Records from a point annotation dataset:
● ● ● ●

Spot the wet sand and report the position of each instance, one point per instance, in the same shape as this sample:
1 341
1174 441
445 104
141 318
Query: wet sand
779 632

● ● ● ●

> [WHAT YOU NEED TO DO]: Could you copy every one of the records above line for line, without changing a single character?

> [RESULT OF THE TASK]:
Spot the wet sand and report the position of each instance, one point per instance, in the same shape as this sample:
1 341
1174 441
445 104
141 318
Query: wet sand
779 632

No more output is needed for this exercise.